Rewrite the passage on The Multi-Coloured Umbrella from "The Multi-Coloured Umbrella" up to and including "within this structure.", changing "playwrights" to "dramatists".

# [Passage provided]
★ ★ ★

Act three starts ten minutes later. Kate’s (unseen) mother is tending Ben off-stage while Kevin confronts Joe, who admits that he stole eight hundred pounds from the business. Kevin attacks his youngest son who doesn’t resist; they are interrupted by Ben, who, it turns out, is not that badly injured. Ben and Joe talk alone; Ben admits he made a pass at Kate, but Joe isn’t angry, admitting that he heard Kate make the comment and says it wasn’t the first time this had happened. Kate arrives and there’s a big argument where Kate gets fired up, and Ben accuses her of making the comment to him because “Joe wasn’t too good in, bed, was he? He didn’t satisfy you and you didn’t satisfy him.” Ben hypothesises that Kate was worried about her sex appeal, so she began flirting with Ben (and other men) to reassure her ego. Kate doesn’t deny this. Joe admits he recently went to a whorehouse to prove “it wasn’t me” and felt so guilty as a result that he started stealing from the firm to buy things for Kate. Joe says that he loves Kate and will stay with her as long as she doesn’t worship him and they have lots of friends and family, and says if she looks at another man, he will hit her. The couple run off outside together, reunited, watched by Gloria and Ben.

If you want to read a copy of the original stage play, it isn’t hard to source, at least not for an old Australian work – it was published by Currency Press in an anthology called Plays of the 50s: Volume 2, which is available online and is in a lot of Australian libraries. The anthology was edited by Katherine Brisbane, who described Umbrella (accurately) as “a melodrama in which the background colour of turf lingo supplies the necessary working class vitality… It has three good curtains and there is no doubting the authenticity of the characters.”

The Multi-Coloured Umbrella is a well-made play in the style of the time. Vernon once said her advice to other playwrights was to do 27 double spaced foolscap pages for the first and second acts, and 25 for the third; have a physical climax at the end of act two and the emotional climax as near as possible to the end of the play. “And remember you have to get audience out of the theatre around 10.30 allow for the two intervals as well.” Umbrella fits within this structure.

★ ★ ★

# [Entries supplied]
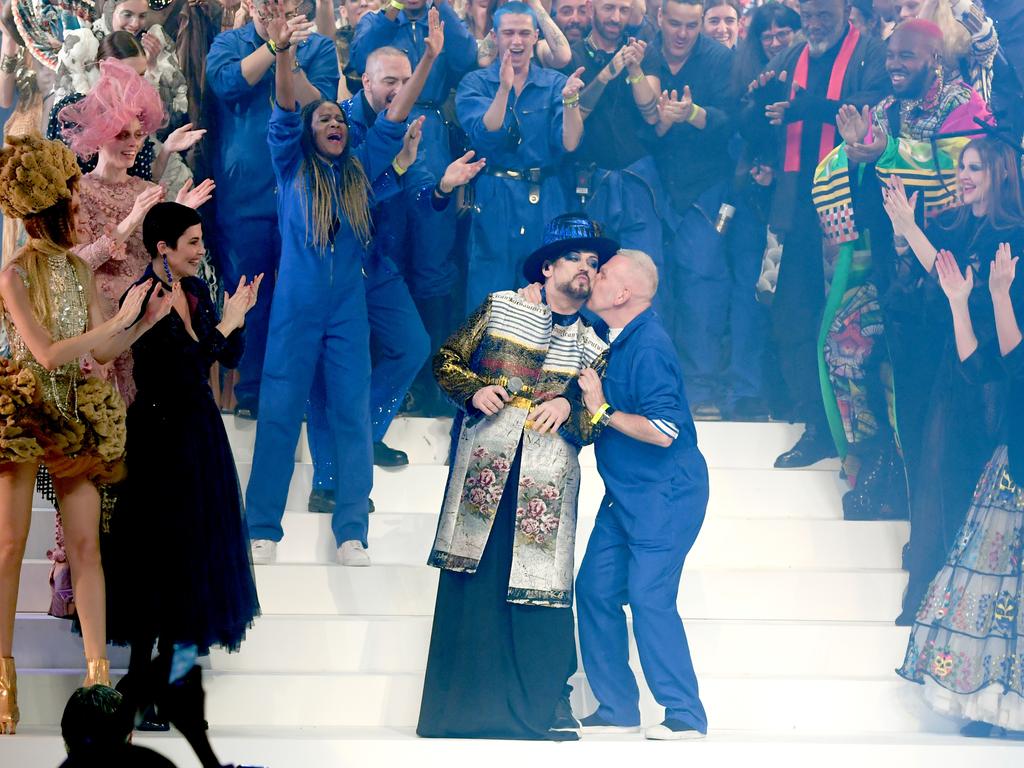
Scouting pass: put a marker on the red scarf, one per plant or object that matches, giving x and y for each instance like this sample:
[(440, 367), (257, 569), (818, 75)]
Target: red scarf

★ ★ ★

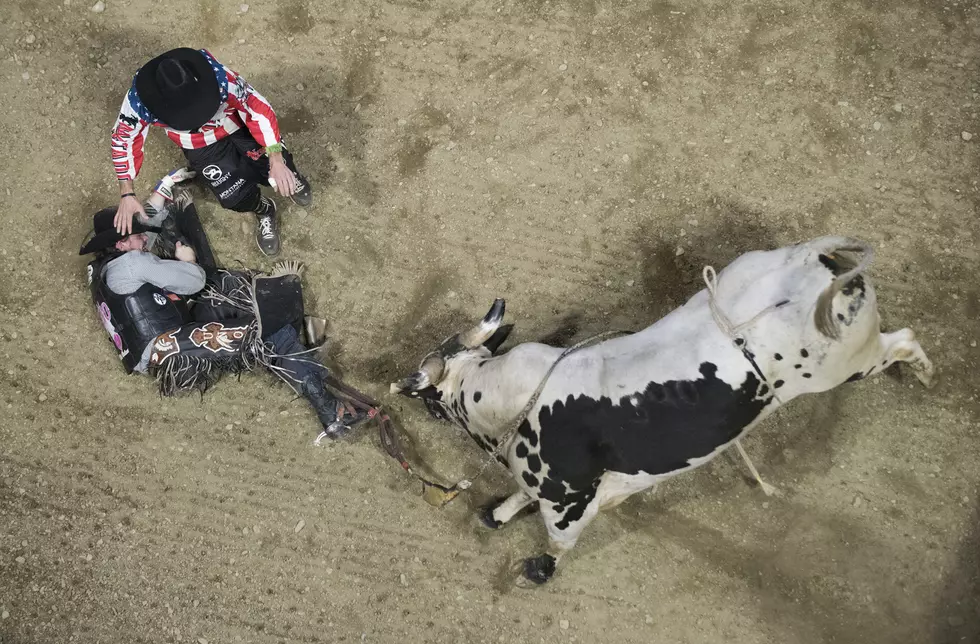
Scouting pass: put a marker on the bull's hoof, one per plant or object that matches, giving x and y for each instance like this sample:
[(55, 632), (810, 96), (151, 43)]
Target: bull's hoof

★ ★ ★

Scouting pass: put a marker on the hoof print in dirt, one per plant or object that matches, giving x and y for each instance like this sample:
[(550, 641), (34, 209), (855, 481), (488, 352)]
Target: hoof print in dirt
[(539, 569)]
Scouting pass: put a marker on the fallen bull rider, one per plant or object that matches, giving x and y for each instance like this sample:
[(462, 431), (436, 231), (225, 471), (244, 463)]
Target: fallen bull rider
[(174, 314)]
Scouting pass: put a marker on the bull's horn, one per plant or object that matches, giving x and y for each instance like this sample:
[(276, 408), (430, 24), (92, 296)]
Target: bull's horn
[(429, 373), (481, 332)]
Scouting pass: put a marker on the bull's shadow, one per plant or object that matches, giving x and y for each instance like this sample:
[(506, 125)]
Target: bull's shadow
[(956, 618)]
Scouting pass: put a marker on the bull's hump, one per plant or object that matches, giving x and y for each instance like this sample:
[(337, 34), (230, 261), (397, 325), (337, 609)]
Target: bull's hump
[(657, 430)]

★ ★ ★

# [Response to this exercise]
The Multi-Coloured Umbrella is a well-made play in the style of the time. Vernon once said her advice to other dramatists was to do 27 double spaced foolscap pages for the first and second acts, and 25 for the third; have a physical climax at the end of act two and the emotional climax as near as possible to the end of the play. “And remember you have to get audience out of the theatre around 10.30 allow for the two intervals as well.” Umbrella fits within this structure.